Exercise description ▸ Your task is to repeat the entries underneath exactly, minus the pictures.

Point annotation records
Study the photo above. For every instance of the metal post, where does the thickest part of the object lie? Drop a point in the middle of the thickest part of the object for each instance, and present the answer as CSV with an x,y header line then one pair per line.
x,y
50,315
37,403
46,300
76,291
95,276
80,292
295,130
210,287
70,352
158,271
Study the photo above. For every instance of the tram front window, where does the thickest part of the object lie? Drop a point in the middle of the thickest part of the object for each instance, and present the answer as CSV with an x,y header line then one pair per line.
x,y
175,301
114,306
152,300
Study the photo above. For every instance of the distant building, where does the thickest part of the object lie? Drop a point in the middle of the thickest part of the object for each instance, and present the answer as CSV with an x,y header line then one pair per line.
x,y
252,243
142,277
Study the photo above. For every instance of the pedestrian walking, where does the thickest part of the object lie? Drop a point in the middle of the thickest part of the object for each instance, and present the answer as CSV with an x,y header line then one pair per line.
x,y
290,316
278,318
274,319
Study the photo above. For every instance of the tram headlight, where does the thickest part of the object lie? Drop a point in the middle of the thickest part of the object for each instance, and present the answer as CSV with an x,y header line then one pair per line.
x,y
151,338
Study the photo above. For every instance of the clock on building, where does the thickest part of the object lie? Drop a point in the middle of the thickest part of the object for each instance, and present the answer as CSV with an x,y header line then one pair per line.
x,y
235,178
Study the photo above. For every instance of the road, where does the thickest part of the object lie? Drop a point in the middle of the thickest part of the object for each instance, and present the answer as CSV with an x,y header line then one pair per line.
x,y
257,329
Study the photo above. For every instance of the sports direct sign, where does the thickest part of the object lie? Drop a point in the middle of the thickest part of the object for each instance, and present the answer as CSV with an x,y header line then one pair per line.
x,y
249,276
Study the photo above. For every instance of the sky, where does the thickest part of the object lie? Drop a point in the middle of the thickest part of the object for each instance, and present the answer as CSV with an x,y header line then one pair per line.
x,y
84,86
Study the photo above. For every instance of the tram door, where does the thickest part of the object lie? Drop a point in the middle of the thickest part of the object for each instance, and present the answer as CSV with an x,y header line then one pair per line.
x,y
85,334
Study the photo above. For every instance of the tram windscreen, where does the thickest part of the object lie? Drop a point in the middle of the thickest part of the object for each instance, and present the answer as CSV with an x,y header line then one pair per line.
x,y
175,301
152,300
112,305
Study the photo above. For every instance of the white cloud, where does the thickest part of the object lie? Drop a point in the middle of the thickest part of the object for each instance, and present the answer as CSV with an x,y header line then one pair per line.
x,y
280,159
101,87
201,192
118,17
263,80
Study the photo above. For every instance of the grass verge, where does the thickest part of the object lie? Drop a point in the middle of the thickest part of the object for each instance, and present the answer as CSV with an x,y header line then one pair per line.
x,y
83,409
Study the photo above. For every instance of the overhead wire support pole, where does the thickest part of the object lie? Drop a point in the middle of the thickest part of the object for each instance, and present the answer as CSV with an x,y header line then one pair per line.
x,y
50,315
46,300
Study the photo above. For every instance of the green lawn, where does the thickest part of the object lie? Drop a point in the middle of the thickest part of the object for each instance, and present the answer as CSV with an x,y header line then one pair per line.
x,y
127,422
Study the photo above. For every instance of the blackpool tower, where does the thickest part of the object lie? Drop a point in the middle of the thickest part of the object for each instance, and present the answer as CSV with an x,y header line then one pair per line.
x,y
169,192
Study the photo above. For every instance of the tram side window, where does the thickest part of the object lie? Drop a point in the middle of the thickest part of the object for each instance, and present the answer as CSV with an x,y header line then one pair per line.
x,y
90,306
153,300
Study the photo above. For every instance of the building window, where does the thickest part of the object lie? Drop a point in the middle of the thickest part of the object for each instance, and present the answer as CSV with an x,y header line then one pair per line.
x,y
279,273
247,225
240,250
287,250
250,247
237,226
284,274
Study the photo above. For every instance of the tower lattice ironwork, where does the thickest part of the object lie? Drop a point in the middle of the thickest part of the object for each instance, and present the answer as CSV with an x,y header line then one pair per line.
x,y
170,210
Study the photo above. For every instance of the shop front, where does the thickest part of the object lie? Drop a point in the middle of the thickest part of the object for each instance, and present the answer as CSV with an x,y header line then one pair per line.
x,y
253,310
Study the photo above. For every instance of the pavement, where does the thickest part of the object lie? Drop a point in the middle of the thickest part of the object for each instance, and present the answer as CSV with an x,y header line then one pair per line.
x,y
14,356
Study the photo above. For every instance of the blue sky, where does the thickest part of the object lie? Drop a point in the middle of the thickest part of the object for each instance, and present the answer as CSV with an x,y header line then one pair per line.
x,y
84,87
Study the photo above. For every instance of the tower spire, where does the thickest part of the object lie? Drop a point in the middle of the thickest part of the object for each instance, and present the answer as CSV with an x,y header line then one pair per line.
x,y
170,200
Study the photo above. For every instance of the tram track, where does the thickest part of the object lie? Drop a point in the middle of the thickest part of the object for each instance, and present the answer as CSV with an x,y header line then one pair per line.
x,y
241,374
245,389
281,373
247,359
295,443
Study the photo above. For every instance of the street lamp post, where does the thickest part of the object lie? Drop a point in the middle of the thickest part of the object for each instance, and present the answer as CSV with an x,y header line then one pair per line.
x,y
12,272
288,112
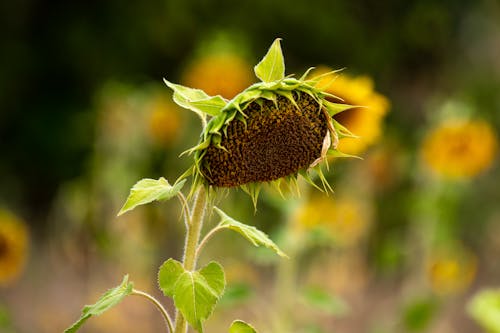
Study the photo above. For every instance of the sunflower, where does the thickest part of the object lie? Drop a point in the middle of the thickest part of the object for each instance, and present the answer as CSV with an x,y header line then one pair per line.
x,y
344,220
459,148
451,271
364,121
224,74
275,129
13,247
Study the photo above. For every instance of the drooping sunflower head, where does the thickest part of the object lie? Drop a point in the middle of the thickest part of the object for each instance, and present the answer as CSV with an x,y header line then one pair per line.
x,y
274,130
366,121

Solution to the problem ▸
Study the photo above. For every instance of the metal post, where does the thickest part of the object lie? Drop a point in the middle of the thickest part of the object for each instance, and present the answer as CSV with an x,y header line then one pair per line.
x,y
50,315
37,403
46,300
76,291
95,276
80,292
295,130
210,287
70,352
158,271
Study the photo above. For every instance of the tram front window, where does the thickest part of the object lie? Drop a point in the middle of the thickest part of the object for each instance, and present the answer as CSV with an x,y header line then one pair per line.
x,y
175,301
114,306
152,300
Study the photo above. For every instance of the distant building, where does the thickest part of the object lie? Drop a point in the middle of the thickest part of the object for each instance, and present the answer as CSV with an x,y header line then one pair per line.
x,y
252,243
142,277
Study the photo above. For every instance of the pedestrian walking, where does the thickest part of the object lie? Drop a point in the middle of the thickest part of the object for each instance, and present the answer as CSV with an x,y header line then one pair per line.
x,y
290,316
278,318
274,319
Study the photo above. For every instance of the tram headlight, where does the thickest part of the object lie? Drop a point in the middle of the thickest part of the object for each instance, and present the answer as CSV with an x,y header line then one pair per line.
x,y
151,338
Study the photo above. For every instance of the clock on building, where does the thickest part of the object lie? Drop a point in the middle of the thickest part of the object for each instance, and present the answer as CSV with an x,y header line then one pair per line.
x,y
235,178
Study the photo above. For every instance of the road, where does the thickest part of the object lie? Drop a point in the middle of the thickest part of the object for each instance, and present the answer as CSV with an x,y header line then one pair per line.
x,y
257,329
Study the photo above. For every instance of the sports direct sign, where does the thickest part of the object lie? Drop a point in the middle of the thickest part of the object for each instance, and present the answer as CSV with an x,y header line then one pair per line.
x,y
249,276
Study the photo above. For every instance of the sky, where does the thickest part of the object lie? Drop a point in the middle of the thickest part of the object for each instance, and present the answer as CSV with an x,y header line then one pair per line.
x,y
84,86
Study the photo above. For every instance of the tram door, where does the thickest part of the object lie? Drop a point in the middle of the thickest part of the object for each instance, and present the answer as CSV with an x,y header line then one pair per line.
x,y
85,334
Study the photo above. For every instance of the tram windscreen, where does the thickest part of the object lie? Drop a point in the middle of the thickest part of the object for each instance, and present the answer as CSV with an x,y header line then one pair per line.
x,y
175,301
152,300
112,305
Study the photo above. For every instance of the white cloud, where does the thickest part of the object lie? Drop a point in the middle of the thickest part of the object for each instance, and present the answer as CSV with an x,y header line then one pair per line.
x,y
280,159
101,87
201,192
118,17
263,80
Study the photo above. For every instance of the grass verge, where does the thickest part of the object lie? Drop a point in the middle of the thickest part of the object for each instance, and present the answer as CSV with an x,y header line then one pair per line.
x,y
83,409
Study the photo above. For every instance of the overhead wire support pole, where does the thickest part of the object lie? Drop a point in the middle of the thickest part of the object for each instance, and present the answer as CSV with an x,y header line then one pair per line.
x,y
50,315
46,300
Study the photo above. For every instance of the green lawn, where does the thickest part of the object lie? Drop a point in the middle of the thickest part of the object for each instance, and present the answer as CSV with an x,y header line then one pair per line.
x,y
127,422
Study the photo above. For every instance of the blackpool tower, where does the thickest part of the object lie? Drop a point in the middle of the thickest part of the object for each instance, and present the answer as CSV with an x,y header line then one pair per line.
x,y
169,192
Study the photo above. For every instance of the tram side window, where does the thickest part of the object lie? Drop a point in the middle of the thickest part of the object for each instance, and present the answer as CSV with an x,y header line then one pair per line.
x,y
90,306
153,300
Study the photo above. For every instance of the building window, where does the thickest part of the object lie? Drop a point in the middle of the thickest part of the object for each instance, and present the answer as CSV with an x,y header line then one pair per line.
x,y
279,273
247,225
240,250
287,250
250,247
237,226
284,274
Study the photo above. For every instance of the tower lattice ironwork, where does the thickest part of the object lie? Drop a point in the middle of the thickest part of the object for each instance, and present the answer as CSV with an x,y header line then one pair per line.
x,y
170,210
Study the photo above. For every instance of the shop front, where does the thickest part of the object lie? Drop a point in the middle of the thickest part of the object for each instance, and present the answer as CSV with an x,y header line then one pair per line.
x,y
253,310
Study the photo above. For every instance of the pavement, where does the thickest part of the object lie? Drop a point in the middle of the thickest part of the object for each instance, and present the answer as CSV with an x,y header line then one pair per line.
x,y
14,356
Study the photo above. For every instance of the blue sky, where does the thickest part of the object lie? Drop a point in the middle of the thickest part of the object for each instance, and present the answer as CSV with an x,y header line then one pair per line.
x,y
84,87
Study the photo above. For every instance of the tower spire, where does the thickest part of the object lie? Drop a point in the middle of the thickest part of the object for each instance, and present the answer as CSV with an x,y header line then one pair per line.
x,y
170,200
Study the photo above. For every instance of the tram track, where does the thickest part of the object lie? Drop a point in the middle of the thickest part of the object for each instance, and present the answer as CSV with an x,y header line then one pair per line.
x,y
241,374
245,389
281,373
247,359
295,443
Study the photo above. For every instance of the street lamp post, where does the thickest part of the object lie? Drop a point in the middle of the thickest part of the object for each instance, and present the answer as CSV with an x,y header line then one pair per line.
x,y
12,272
288,112
Study the photo above. For every instance of the sunflower, where does the thickest part of the object lie? Drop a point in the middle of the thickest part of the object for each instance, and present the answer as CSV with an x,y header line then one pair per line.
x,y
344,220
459,148
451,271
364,121
224,74
275,129
13,247
Study the photo above. For every instance of the drooping sunflower head, where does the thickest part of the object lie? Drop a point in the middle of the thickest part of the object for each instance, and present the answer as CSV with an x,y header line then one pair per line.
x,y
274,130
366,121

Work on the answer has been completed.